§ **Given exercise**
Starting with the line containing "If you could mark the ribbed" and continuing through the end of the material below, reproduce those lines with "glass jar" swapped for "glass bottle" and everything else left unchanged.

§ **Task material**

# # #

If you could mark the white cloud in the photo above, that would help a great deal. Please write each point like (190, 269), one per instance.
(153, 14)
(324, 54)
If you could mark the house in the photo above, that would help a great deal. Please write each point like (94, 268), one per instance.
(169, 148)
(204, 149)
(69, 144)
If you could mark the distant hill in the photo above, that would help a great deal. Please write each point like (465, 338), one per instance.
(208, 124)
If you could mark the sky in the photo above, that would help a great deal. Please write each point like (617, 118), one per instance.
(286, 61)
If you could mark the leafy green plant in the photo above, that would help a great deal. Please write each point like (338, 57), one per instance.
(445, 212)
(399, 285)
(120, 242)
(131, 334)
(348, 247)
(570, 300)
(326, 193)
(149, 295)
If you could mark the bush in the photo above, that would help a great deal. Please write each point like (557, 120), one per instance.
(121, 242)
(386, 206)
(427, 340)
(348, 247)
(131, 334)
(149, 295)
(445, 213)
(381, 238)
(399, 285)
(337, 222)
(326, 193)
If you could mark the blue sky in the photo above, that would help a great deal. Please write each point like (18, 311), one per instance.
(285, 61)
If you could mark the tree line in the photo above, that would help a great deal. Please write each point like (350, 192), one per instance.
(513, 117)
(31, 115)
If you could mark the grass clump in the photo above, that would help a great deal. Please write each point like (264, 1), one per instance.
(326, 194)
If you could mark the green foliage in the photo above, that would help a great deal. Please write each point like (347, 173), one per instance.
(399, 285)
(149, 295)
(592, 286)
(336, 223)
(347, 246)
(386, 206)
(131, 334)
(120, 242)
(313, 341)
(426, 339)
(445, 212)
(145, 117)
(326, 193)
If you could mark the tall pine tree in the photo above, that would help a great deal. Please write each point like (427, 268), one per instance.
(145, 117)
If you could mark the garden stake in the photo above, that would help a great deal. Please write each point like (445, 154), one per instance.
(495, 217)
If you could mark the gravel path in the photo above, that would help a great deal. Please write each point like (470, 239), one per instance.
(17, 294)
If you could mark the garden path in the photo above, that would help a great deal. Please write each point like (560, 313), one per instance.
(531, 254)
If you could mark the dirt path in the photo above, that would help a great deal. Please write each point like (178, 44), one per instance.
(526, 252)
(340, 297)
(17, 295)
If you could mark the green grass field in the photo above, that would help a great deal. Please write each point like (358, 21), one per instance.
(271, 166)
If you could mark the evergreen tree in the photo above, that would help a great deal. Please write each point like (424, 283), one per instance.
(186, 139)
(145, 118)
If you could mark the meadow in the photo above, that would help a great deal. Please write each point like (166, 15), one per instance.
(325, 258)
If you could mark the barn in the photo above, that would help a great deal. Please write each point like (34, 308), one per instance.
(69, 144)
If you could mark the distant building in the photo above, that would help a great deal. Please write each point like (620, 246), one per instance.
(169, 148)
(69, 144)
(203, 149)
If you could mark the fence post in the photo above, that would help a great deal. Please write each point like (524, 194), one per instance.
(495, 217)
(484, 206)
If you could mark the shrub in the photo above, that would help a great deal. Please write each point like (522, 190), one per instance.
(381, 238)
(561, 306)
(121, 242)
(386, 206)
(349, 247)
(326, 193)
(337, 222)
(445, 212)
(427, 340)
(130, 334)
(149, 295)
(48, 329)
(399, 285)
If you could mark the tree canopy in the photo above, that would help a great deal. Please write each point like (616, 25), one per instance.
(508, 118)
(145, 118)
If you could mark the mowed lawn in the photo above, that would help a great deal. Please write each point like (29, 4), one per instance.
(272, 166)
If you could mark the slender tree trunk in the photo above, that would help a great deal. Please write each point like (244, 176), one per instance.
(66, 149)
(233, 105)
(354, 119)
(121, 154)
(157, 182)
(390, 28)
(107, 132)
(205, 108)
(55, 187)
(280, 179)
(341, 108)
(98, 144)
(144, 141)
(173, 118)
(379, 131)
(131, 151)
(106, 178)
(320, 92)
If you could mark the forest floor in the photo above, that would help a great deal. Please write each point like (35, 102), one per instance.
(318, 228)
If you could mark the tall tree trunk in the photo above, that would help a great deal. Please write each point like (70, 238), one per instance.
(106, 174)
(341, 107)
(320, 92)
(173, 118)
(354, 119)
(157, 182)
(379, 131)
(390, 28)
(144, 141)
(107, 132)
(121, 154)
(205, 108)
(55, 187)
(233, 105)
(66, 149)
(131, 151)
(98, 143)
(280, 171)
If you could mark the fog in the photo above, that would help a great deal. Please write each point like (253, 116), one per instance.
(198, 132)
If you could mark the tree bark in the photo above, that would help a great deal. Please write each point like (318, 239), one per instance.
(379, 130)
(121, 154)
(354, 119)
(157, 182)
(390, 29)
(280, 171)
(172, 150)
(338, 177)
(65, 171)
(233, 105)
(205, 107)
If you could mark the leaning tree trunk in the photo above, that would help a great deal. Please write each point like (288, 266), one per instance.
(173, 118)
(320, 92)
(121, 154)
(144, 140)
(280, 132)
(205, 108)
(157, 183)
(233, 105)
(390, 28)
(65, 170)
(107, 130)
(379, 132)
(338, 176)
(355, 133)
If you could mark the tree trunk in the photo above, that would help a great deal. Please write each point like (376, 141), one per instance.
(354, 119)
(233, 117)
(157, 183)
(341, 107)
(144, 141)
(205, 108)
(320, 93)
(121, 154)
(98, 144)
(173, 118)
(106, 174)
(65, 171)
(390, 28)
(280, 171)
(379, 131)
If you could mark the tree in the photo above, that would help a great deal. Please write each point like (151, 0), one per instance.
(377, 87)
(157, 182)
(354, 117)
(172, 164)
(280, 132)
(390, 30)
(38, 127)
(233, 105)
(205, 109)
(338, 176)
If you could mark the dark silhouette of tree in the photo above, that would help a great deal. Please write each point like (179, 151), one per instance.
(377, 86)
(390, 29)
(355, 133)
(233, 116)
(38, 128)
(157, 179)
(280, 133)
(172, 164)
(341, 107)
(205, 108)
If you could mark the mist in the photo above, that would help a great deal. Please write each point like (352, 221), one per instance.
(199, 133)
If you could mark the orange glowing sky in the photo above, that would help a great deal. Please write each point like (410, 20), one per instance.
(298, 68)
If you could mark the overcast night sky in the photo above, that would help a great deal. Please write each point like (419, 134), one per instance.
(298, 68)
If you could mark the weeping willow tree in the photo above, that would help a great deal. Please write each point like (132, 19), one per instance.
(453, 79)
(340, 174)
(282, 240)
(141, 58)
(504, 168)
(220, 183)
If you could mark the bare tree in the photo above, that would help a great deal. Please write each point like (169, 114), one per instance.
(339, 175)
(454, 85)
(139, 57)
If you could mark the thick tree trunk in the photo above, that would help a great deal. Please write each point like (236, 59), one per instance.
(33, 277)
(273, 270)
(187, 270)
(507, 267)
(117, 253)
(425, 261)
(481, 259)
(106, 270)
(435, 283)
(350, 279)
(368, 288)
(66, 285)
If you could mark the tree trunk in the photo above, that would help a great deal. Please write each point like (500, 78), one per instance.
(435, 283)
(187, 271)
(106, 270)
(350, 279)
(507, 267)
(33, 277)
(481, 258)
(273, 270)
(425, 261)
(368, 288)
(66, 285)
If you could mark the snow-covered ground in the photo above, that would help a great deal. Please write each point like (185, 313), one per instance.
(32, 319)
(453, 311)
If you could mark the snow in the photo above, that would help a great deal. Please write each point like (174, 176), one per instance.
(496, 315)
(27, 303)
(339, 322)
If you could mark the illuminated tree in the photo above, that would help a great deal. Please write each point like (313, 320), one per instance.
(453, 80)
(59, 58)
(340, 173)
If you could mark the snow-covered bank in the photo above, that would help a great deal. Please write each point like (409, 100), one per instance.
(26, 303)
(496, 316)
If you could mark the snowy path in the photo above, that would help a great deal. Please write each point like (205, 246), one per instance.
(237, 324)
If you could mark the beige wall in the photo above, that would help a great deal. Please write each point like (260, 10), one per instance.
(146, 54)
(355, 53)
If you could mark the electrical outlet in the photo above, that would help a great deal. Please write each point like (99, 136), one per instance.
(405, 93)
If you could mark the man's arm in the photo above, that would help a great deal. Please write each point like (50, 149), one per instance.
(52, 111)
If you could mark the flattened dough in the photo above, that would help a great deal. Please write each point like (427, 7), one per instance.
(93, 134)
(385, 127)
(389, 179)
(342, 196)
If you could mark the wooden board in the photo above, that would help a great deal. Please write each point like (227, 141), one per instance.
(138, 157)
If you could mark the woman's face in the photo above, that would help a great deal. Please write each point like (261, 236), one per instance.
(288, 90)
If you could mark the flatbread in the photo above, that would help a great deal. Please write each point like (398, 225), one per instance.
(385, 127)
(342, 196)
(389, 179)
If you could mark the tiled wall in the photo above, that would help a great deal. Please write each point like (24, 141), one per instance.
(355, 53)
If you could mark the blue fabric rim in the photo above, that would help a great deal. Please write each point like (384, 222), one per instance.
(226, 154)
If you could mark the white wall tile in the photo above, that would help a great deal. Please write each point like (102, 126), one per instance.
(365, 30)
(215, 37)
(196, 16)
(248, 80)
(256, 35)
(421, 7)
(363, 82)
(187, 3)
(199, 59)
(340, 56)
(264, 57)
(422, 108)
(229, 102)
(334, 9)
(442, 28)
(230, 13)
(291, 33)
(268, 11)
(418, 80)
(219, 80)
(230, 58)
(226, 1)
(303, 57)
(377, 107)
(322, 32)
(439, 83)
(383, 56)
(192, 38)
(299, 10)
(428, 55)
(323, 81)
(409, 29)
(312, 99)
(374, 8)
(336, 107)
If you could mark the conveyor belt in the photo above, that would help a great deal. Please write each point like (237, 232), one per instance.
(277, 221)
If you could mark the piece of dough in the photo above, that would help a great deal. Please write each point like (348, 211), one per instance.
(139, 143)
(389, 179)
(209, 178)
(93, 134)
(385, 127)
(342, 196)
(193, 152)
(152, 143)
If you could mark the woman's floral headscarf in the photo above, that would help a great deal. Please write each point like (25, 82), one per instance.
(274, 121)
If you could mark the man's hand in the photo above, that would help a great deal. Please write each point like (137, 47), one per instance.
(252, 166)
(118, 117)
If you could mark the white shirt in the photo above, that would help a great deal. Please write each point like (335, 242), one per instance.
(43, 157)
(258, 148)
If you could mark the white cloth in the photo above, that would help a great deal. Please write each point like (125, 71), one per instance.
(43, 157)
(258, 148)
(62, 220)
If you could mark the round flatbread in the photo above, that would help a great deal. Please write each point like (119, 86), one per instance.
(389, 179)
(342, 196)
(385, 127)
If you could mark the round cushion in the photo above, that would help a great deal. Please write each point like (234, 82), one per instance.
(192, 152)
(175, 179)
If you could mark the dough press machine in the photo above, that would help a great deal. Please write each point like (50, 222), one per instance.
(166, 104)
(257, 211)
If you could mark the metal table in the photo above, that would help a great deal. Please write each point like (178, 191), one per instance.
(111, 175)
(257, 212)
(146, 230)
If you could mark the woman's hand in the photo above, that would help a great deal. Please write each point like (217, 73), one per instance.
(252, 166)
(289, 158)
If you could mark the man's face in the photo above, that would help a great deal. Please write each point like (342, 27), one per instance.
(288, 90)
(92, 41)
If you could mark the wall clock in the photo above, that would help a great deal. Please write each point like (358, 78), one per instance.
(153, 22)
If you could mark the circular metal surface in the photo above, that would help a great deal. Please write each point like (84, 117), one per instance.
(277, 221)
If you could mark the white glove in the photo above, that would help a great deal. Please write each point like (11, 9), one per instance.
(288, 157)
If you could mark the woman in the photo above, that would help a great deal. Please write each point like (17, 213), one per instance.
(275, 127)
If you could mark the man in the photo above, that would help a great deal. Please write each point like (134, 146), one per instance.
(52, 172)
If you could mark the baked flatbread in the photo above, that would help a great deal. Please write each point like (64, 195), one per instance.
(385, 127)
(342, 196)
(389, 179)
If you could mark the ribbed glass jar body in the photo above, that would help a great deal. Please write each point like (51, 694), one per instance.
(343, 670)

# # #

§ **Result**
If you could mark the ribbed glass bottle body in the photo above, that would help a great deal. Please write each point like (51, 694), one per instance.
(343, 670)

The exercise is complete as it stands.